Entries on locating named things

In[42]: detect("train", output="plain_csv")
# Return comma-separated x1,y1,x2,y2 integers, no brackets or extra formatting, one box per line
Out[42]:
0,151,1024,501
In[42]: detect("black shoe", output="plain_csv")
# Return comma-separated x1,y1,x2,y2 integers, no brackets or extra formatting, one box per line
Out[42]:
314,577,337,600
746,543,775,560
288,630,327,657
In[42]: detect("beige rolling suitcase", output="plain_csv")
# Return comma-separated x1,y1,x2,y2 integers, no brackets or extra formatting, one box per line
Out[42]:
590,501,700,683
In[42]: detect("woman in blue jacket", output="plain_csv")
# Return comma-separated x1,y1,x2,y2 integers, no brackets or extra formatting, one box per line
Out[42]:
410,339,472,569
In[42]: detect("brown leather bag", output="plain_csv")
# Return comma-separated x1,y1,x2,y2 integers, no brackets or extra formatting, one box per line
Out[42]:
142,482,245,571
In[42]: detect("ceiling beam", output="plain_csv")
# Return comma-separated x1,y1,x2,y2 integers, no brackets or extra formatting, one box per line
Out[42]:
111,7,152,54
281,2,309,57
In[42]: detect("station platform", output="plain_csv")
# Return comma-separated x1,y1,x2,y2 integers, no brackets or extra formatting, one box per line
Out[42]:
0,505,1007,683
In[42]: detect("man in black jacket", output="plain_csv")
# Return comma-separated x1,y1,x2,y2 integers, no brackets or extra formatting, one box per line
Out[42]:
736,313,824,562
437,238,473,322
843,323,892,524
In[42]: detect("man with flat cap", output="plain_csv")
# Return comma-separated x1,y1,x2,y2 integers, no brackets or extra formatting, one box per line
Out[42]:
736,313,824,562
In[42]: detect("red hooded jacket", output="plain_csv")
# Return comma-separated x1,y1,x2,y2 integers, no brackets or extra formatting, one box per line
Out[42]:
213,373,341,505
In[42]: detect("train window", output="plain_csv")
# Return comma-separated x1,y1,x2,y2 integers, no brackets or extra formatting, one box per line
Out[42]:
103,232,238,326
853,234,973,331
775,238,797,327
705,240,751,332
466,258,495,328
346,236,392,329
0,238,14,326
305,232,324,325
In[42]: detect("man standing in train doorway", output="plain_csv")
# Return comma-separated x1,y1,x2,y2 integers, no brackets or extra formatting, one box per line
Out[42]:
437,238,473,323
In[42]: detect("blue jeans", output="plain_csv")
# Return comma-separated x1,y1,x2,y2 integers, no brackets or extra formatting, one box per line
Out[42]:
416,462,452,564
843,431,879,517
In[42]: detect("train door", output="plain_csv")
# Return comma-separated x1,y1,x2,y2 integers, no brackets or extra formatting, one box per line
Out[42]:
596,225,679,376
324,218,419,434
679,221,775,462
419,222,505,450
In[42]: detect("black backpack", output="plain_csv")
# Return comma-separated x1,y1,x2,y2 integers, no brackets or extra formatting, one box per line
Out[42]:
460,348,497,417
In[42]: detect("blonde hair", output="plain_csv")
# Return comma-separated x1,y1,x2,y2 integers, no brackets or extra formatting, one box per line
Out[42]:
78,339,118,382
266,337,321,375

**Given instruction**
Swap "beige" for "tan" in the material from its first line through the line containing "142,482,245,571". Reproduce only those lines, leaving everything else in them unchanged.

**Answer for the task**
In[42]: detect("train", output="plain_csv")
# Return comma-separated x1,y1,x2,y2 integers, no brackets or extra formatting, one box per line
Out[42]:
0,151,1024,501
In[42]: detect("black shoe", output="plain_csv")
# Return comma-separated x1,y1,x2,y2 integers, no brackets or extra formatting, one box per line
Out[42]:
314,577,337,600
746,543,775,560
288,630,327,657
In[42]: detect("tan rolling suitcase", output="plain_csv")
# Return comma-separated x1,y1,x2,y2 integers, no brackets or extra formatting, one box per line
Out[42]:
590,501,700,683
In[42]: detect("woman in blue jacket", output="plain_csv")
# Return comma-separated x1,y1,x2,y2 integers, no brackets or extra formatting, one box per line
Out[42]:
410,339,472,569
In[42]: detect("brown leather bag", output="plain_csv")
# Return comma-separated x1,y1,x2,y2 integers, no brackets or extra formatting, one box per line
Out[42]:
142,482,245,571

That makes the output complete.